### What to do:
Copy each of the records below word for word, from the first line to the last.

### Material:

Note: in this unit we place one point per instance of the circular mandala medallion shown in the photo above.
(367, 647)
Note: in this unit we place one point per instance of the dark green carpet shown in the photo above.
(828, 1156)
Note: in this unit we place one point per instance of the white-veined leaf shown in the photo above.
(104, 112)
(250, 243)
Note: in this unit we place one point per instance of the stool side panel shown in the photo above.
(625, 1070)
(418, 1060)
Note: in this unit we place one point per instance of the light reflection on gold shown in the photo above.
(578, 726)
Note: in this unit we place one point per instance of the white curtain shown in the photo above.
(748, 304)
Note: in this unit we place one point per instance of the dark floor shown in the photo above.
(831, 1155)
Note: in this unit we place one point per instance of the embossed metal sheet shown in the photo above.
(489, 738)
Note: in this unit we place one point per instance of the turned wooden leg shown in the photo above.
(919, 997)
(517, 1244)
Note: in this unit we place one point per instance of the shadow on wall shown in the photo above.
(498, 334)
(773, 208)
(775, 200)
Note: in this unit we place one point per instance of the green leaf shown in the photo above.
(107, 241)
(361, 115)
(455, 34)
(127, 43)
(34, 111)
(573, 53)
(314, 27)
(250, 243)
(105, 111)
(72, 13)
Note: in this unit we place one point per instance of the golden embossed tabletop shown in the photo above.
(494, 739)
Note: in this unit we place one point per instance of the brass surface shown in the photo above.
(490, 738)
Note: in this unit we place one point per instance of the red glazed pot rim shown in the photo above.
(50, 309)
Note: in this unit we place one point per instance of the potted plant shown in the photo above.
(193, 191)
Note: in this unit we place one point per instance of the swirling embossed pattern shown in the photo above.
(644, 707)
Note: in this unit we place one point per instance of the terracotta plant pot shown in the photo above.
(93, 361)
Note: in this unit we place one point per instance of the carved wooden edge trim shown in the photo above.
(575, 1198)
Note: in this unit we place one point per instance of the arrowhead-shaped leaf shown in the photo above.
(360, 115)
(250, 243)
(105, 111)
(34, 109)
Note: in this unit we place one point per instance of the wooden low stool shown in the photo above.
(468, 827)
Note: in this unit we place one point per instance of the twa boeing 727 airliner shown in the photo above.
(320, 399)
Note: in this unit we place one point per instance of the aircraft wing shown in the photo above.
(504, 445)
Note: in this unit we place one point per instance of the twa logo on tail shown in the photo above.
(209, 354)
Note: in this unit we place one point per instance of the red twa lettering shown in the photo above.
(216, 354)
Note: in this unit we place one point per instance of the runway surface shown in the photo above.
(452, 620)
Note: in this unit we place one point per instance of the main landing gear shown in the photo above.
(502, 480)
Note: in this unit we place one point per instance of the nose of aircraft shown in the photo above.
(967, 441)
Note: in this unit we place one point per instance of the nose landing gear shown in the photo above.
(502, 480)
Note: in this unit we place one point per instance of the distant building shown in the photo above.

### Solution:
Note: in this unit we place one point per instance of the circular mandala medallion shown in the photo above.
(367, 647)
Note: in this unit we place one point per instance of the dark green carpet shown in the photo above.
(828, 1156)
Note: in this unit we place one point per instance of the white-veined leaf shown in the photo above.
(104, 112)
(250, 243)
Note: in this unit we place one point per instance of the stool side panel shown in the photo above.
(625, 1070)
(418, 1060)
Note: in this unit we place one point per instance of the light reflection on gold shown in the photo above.
(578, 726)
Note: in this unit we place one point per instance of the white curtain shown in the photo above.
(748, 304)
Note: in this unit we place one point per instance of the dark floor shown in the photo above.
(831, 1155)
Note: in this unit we place one point per instance of the embossed metal sheet shown in the photo above.
(489, 738)
Note: in this unit we place one point per instance of the turned wooden leg shown in the photo above.
(919, 997)
(517, 1244)
Note: in this unit we place one point per instance of the shadow on wall shown in the photo above.
(498, 334)
(773, 208)
(775, 200)
Note: in this unit we place one point per instance of the green leaf shown in the photo above.
(107, 241)
(361, 115)
(455, 34)
(127, 43)
(34, 111)
(573, 53)
(314, 27)
(250, 243)
(105, 111)
(72, 13)
Note: in this unit we place one point per instance of the golden embossed tabletop shown in the photo above.
(494, 739)
Note: in this unit we place one point per instance of the brass surface shown in the photo above.
(490, 738)
Note: in this unit we place one point per instance of the red glazed pot rim shown in the photo above.
(50, 309)
Note: in this unit we place one point per instance of the potted plant shown in the photo above.
(193, 191)
Note: in this unit we place one point per instance of the swirling embossed pattern shown in the photo above.
(644, 707)
Note: in this unit we place one point per instance of the terracotta plant pot shown in the photo above.
(93, 361)
Note: in this unit we place one point per instance of the carved wooden edge trim shown in the photo above.
(575, 1198)
Note: in this unit we place one point per instance of the arrowhead-shaped leaf shown in the photo above.
(360, 115)
(250, 243)
(105, 111)
(34, 109)
Note: in this unit we place one point per instance of the wooden low stool shown in the photo above.
(468, 827)
Note: in this unit we place one point per instance of the twa boeing 727 airliner shown in the photo above.
(320, 399)
Note: in this unit we place one point per instance of the aircraft wing shown in the photo above.
(504, 445)
Note: in this unit we place one point per instance of the twa logo on tail shown in the photo above.
(209, 354)
Note: in this unit we place one point per instance of the red twa lettering shown in the photo above.
(216, 354)
Note: in this unit we place one point per instance of the runway surface shown in the photo above.
(452, 620)
Note: in this unit we place one point per instance of the main landing gear shown in the photo above.
(502, 480)
Note: in this unit we place one point per instance of the nose of aircraft shown in the photo above.
(967, 441)
Note: in this unit we place one point per instance of the nose landing gear shown in the photo above.
(502, 480)
Note: in this unit we place one point per instance of the distant building shown in the photo above.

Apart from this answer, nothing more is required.